PS . Methoden schreibt man klein


----------



## Jw456 (13. Apr 2022)

> public void HintenEinfuegen (Datenelement d) {
> anfang.HintenEinfuegen(d);
> }


frage gibt es auch in der Klasse "Datenelement" eine Methode "Hinteneinfügen" die gibt es doch in der Klasse "List"


Jetzt siehst du auch warum man Methoden klein  und Klassen groß schreibt.



> Listenelement anfang;
> .....
> anfang = new Abschluss();


glaube nicht das das OK ist
Die DatenTypen passen eigentlich nicht.


Ist die "main"  Methode in der Klasse "List" wirklich deine echte main Methode?


----------



## FinnJ (13. Apr 2022)

httpdigest hat gesagt.:


> Jedes Java-Programm startet _immer_ von der public static void main Methode einer Klasse.

**Kurzübung A**
Zieh aus den Einträgen unten jede Zeile heraus, in der die Zeichenfolge „shark“ vorkommt.

**Verfügbare Einträge**
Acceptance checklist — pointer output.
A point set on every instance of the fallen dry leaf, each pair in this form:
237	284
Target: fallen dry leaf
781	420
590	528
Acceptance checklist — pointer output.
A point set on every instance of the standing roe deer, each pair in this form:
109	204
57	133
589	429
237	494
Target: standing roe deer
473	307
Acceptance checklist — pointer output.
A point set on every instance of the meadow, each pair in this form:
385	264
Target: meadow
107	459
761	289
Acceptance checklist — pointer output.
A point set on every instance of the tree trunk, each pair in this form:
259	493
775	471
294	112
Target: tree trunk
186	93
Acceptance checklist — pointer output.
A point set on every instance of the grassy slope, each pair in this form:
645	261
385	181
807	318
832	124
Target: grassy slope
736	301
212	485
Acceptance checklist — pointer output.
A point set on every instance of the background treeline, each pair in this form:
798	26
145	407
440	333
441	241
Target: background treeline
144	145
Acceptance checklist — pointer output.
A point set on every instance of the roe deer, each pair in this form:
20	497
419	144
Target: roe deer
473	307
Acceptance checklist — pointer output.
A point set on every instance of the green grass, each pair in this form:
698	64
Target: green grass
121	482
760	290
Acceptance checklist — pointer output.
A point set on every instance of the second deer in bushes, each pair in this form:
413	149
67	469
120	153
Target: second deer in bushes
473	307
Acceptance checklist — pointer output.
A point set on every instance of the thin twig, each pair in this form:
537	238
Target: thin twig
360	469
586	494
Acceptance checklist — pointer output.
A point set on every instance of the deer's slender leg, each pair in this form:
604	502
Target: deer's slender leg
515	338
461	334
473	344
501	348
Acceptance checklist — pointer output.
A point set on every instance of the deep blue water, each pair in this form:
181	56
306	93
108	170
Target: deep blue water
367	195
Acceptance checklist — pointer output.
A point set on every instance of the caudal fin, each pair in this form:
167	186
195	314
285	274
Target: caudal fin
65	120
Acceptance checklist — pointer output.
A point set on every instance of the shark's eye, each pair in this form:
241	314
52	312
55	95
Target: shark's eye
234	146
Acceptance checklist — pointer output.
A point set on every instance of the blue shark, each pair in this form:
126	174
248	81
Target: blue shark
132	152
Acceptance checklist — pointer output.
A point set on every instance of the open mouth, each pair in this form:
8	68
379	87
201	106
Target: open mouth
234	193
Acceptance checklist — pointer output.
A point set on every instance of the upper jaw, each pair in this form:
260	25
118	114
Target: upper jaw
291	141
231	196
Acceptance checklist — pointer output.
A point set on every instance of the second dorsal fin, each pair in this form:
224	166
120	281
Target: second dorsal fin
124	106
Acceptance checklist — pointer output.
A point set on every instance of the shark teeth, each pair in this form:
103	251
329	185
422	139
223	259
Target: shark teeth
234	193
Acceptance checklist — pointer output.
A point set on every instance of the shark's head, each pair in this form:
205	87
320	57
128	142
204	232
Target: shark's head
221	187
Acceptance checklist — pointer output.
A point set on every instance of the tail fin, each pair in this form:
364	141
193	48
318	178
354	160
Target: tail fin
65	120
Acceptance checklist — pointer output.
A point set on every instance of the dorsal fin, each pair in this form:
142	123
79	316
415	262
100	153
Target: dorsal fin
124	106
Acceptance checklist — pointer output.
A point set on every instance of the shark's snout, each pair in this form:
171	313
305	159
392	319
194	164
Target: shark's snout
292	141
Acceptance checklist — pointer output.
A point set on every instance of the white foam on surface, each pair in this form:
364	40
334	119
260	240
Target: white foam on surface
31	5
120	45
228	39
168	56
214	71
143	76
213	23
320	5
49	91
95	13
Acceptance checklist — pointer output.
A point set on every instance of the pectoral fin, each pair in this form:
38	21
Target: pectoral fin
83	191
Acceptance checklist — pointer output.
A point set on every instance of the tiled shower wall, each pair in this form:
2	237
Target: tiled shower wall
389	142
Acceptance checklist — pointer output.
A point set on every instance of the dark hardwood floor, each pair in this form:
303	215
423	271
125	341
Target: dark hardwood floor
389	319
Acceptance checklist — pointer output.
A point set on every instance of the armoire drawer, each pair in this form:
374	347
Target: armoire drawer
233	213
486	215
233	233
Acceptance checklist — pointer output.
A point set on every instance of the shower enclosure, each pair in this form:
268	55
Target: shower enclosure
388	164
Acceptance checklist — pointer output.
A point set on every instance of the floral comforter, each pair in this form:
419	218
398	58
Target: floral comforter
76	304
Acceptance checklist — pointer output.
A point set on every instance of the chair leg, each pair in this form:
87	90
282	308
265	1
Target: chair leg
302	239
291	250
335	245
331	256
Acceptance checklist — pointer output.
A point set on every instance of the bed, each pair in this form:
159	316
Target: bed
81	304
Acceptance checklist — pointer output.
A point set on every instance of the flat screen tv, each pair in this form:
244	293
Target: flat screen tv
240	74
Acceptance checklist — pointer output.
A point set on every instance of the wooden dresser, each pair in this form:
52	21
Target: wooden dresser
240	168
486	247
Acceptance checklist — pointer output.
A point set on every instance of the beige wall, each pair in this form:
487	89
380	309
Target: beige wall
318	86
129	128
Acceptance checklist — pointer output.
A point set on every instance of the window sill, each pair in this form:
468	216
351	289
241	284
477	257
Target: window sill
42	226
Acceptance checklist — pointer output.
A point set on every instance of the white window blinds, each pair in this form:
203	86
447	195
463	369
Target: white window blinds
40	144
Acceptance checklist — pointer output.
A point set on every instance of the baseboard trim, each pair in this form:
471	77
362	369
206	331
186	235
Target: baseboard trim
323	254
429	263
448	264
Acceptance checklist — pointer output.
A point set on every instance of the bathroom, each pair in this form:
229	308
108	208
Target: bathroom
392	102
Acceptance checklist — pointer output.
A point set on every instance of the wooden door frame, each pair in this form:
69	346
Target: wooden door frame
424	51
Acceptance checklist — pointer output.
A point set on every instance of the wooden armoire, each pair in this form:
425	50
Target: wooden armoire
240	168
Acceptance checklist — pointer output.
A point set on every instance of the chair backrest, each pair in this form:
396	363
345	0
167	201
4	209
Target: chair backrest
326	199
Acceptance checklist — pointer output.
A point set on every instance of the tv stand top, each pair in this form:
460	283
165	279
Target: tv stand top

**Kurzübung B**
Von welcher Methode startet laut dem Textauszug jedes Java-Programm?

**Endergebnis A**
A point set on every instance of the shark's eye, each pair in this form:
Target: shark's eye
A point set on every instance of the blue shark, each pair in this form:
Target: blue shark
A point set on every instance of the shark teeth, each pair in this form:
Target: shark teeth
A point set on every instance of the shark's head, each pair in this form:
Target: shark's head
A point set on every instance of the shark's snout, each pair in this form:
Target: shark's snout

**Endergebnis B**
Von der public static void main Methode einer Klasse.